____ Data lines
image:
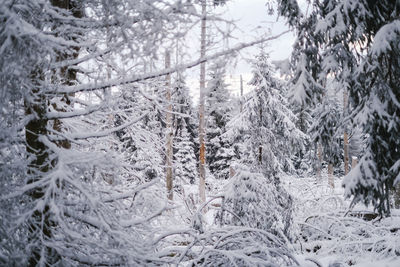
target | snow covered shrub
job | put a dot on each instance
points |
(255, 201)
(242, 246)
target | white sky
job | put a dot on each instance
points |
(253, 20)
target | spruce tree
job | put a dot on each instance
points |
(184, 131)
(360, 39)
(269, 122)
(220, 150)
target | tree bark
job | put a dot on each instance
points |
(202, 171)
(319, 153)
(41, 224)
(331, 180)
(345, 136)
(169, 150)
(354, 162)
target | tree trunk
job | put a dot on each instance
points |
(169, 150)
(331, 180)
(41, 224)
(319, 153)
(396, 196)
(345, 136)
(354, 162)
(241, 94)
(202, 171)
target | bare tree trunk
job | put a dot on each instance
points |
(202, 171)
(241, 94)
(396, 196)
(354, 162)
(169, 150)
(319, 153)
(41, 224)
(345, 136)
(331, 180)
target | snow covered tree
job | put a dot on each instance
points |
(253, 200)
(185, 135)
(273, 135)
(53, 78)
(360, 41)
(218, 108)
(325, 131)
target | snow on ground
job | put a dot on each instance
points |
(327, 236)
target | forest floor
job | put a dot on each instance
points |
(331, 235)
(327, 233)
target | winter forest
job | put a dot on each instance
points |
(125, 142)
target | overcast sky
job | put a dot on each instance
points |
(253, 20)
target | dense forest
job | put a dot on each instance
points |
(107, 159)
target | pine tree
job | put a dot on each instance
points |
(360, 42)
(325, 131)
(220, 149)
(184, 125)
(273, 135)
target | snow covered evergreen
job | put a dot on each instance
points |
(219, 107)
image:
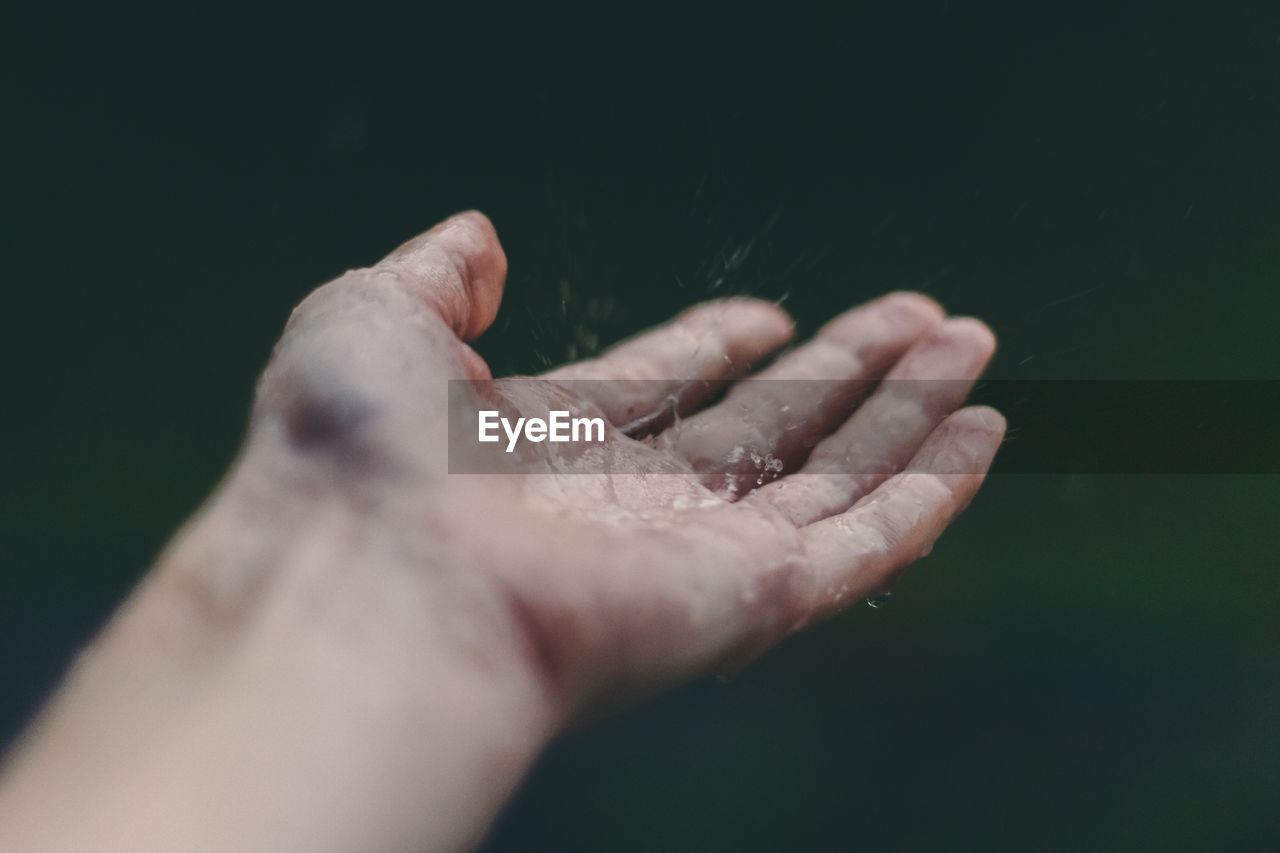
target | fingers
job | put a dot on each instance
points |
(457, 268)
(859, 552)
(931, 381)
(768, 427)
(680, 364)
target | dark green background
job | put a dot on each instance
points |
(1084, 662)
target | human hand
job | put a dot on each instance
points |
(353, 648)
(704, 542)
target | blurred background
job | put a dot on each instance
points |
(1087, 661)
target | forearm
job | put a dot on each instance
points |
(280, 682)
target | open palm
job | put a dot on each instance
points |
(711, 525)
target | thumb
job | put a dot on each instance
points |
(361, 369)
(457, 268)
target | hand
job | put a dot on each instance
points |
(352, 647)
(620, 583)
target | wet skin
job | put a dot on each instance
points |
(350, 647)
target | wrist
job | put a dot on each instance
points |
(288, 682)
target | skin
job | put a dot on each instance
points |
(351, 648)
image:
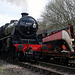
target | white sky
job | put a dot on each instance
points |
(10, 10)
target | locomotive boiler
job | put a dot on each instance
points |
(19, 39)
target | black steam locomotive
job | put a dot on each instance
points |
(19, 39)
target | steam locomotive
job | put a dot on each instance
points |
(60, 45)
(19, 39)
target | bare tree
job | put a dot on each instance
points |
(59, 13)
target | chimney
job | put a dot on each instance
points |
(24, 14)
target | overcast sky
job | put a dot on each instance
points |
(11, 9)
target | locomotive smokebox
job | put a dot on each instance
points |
(24, 14)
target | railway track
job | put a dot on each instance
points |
(47, 68)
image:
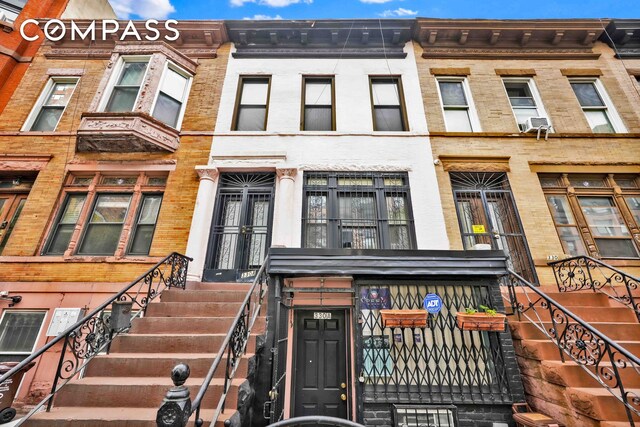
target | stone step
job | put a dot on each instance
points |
(176, 325)
(111, 417)
(616, 331)
(171, 343)
(137, 392)
(158, 364)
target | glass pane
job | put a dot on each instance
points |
(122, 99)
(251, 118)
(633, 202)
(388, 119)
(587, 94)
(603, 217)
(599, 121)
(457, 120)
(254, 92)
(19, 331)
(174, 85)
(318, 92)
(560, 209)
(616, 248)
(60, 94)
(150, 209)
(111, 208)
(167, 110)
(385, 93)
(132, 73)
(317, 118)
(452, 93)
(101, 239)
(47, 119)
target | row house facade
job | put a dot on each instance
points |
(366, 164)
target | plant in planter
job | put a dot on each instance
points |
(487, 320)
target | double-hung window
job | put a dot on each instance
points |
(524, 99)
(597, 106)
(357, 211)
(48, 110)
(318, 104)
(459, 114)
(98, 209)
(387, 102)
(252, 104)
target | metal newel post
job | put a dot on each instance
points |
(176, 406)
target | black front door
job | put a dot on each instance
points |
(320, 364)
(241, 230)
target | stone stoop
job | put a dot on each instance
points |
(125, 388)
(565, 391)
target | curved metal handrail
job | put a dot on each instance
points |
(584, 272)
(584, 344)
(92, 334)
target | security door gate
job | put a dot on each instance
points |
(241, 230)
(487, 214)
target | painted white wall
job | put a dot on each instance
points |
(352, 147)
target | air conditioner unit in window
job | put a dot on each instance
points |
(534, 124)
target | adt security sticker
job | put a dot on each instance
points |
(432, 303)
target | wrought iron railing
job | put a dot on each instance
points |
(583, 272)
(177, 407)
(93, 334)
(598, 355)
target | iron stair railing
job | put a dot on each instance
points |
(93, 334)
(598, 355)
(584, 272)
(177, 406)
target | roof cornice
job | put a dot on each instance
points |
(474, 38)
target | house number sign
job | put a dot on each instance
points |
(321, 315)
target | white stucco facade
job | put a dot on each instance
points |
(354, 146)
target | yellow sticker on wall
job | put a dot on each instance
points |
(478, 228)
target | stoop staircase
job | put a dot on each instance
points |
(126, 387)
(563, 390)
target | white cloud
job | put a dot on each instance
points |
(263, 17)
(145, 9)
(272, 3)
(398, 12)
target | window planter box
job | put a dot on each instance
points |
(481, 322)
(404, 318)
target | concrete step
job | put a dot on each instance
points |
(137, 392)
(158, 364)
(196, 325)
(111, 417)
(171, 343)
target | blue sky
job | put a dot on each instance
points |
(304, 9)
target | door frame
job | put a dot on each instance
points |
(348, 324)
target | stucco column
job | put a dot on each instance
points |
(282, 231)
(201, 222)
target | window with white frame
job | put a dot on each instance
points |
(459, 114)
(597, 106)
(524, 99)
(19, 331)
(48, 110)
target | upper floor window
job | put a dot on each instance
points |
(54, 99)
(252, 104)
(101, 208)
(358, 211)
(597, 106)
(388, 104)
(318, 101)
(459, 116)
(524, 99)
(601, 212)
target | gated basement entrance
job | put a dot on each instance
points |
(320, 364)
(241, 228)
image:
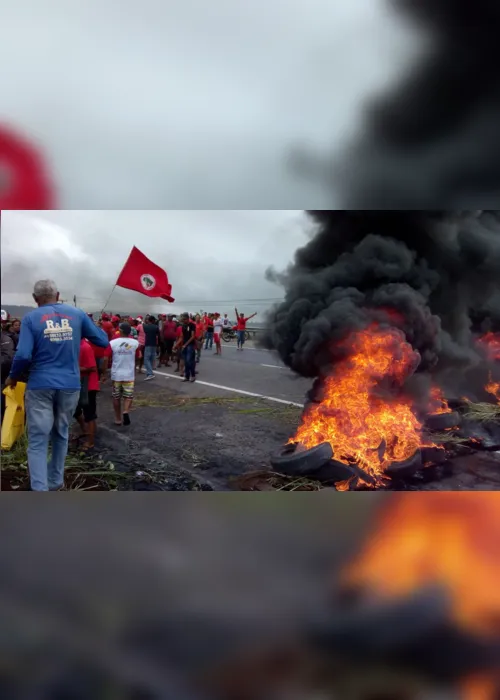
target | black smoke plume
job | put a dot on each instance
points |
(429, 274)
(433, 140)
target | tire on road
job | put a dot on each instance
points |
(443, 421)
(293, 462)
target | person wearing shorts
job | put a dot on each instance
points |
(241, 322)
(218, 327)
(124, 350)
(141, 337)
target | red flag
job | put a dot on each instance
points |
(24, 180)
(143, 276)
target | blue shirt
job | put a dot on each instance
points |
(49, 346)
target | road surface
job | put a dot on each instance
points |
(252, 372)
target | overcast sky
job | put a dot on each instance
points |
(213, 258)
(192, 103)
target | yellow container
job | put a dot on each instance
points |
(13, 420)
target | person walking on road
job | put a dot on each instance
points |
(124, 350)
(142, 341)
(169, 336)
(218, 328)
(152, 335)
(200, 333)
(86, 410)
(187, 343)
(209, 342)
(241, 325)
(49, 347)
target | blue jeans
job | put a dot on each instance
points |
(209, 340)
(149, 358)
(189, 357)
(49, 413)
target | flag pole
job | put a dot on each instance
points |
(114, 286)
(107, 300)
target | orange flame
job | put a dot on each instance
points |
(438, 403)
(490, 342)
(450, 539)
(360, 423)
(493, 388)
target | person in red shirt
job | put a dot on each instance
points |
(200, 334)
(241, 325)
(86, 411)
(169, 335)
(178, 349)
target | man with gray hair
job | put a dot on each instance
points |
(49, 348)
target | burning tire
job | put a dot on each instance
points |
(443, 421)
(302, 462)
(406, 468)
(334, 471)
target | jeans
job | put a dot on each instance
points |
(209, 340)
(189, 357)
(149, 358)
(49, 413)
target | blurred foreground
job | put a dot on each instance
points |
(238, 598)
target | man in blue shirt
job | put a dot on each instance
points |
(49, 348)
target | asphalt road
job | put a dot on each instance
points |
(253, 372)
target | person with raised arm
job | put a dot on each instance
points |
(241, 325)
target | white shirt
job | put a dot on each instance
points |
(123, 367)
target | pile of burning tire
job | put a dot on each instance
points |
(319, 463)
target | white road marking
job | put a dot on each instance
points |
(235, 391)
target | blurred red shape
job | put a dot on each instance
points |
(24, 179)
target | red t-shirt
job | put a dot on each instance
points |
(87, 360)
(200, 328)
(108, 328)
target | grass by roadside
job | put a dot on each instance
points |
(83, 472)
(244, 405)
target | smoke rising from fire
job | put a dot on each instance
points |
(432, 141)
(433, 275)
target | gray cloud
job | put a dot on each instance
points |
(189, 103)
(218, 256)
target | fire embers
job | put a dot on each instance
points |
(423, 592)
(490, 344)
(363, 413)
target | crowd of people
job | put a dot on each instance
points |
(64, 355)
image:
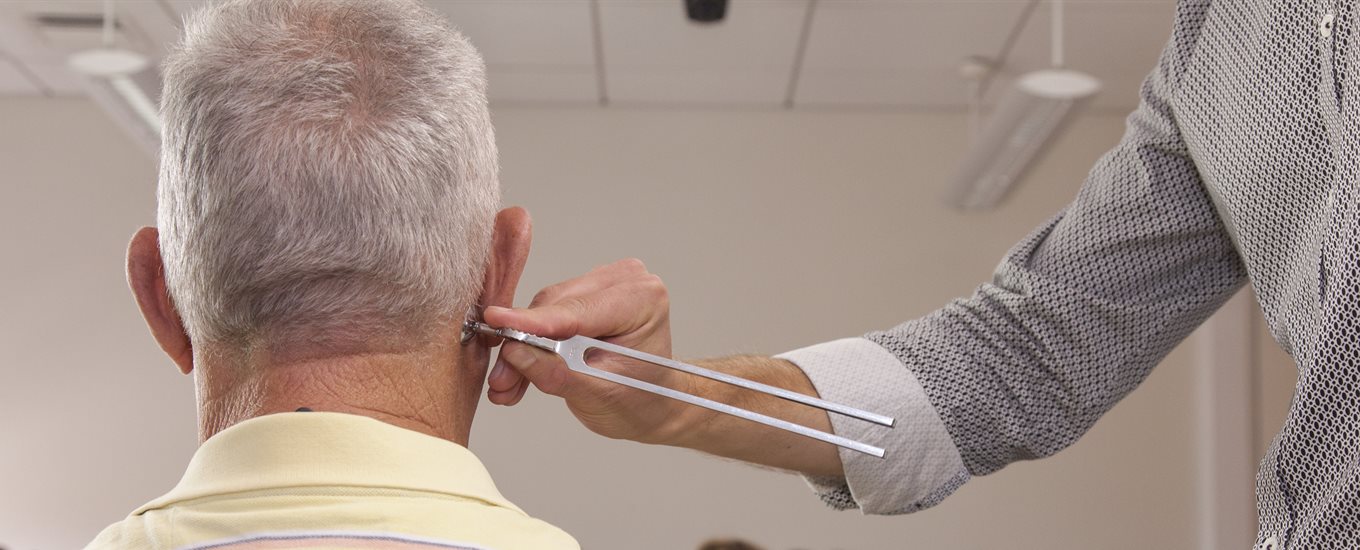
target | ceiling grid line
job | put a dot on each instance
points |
(796, 72)
(597, 38)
________
Stated problem: Output only these lines, word for word: the line containing "target | person with raised arm" and every line after it through the last line of the data. Omit the pictures.

Worked answer:
target | person with raised arm
job | put a dot on each instance
points |
(241, 325)
target | white shirt
job | put a dot on each instance
points |
(123, 367)
target | pile of burning tire
job | put a dot on each instance
points |
(319, 463)
target | white road marking
job | put a dot on each instance
points |
(235, 391)
target | blurred red shape
job | put a dot on each instance
points |
(24, 179)
target | red t-shirt
job | put a dot on each instance
points |
(87, 360)
(200, 328)
(108, 328)
target | grass by roadside
job | put a dot on each instance
points |
(83, 472)
(244, 405)
target | smoke rising from fire
job | put a dot on each instance
points |
(432, 141)
(433, 275)
target | gray cloud
job | put a dot on each instance
points |
(189, 103)
(218, 256)
target | fire embers
job | put a dot on each instance
points |
(423, 592)
(490, 344)
(363, 413)
target | crowd of people
job | put a dot on each instance
points |
(64, 355)
image:
target | ceiling grid line
job | put a dot on each instance
points |
(796, 72)
(597, 38)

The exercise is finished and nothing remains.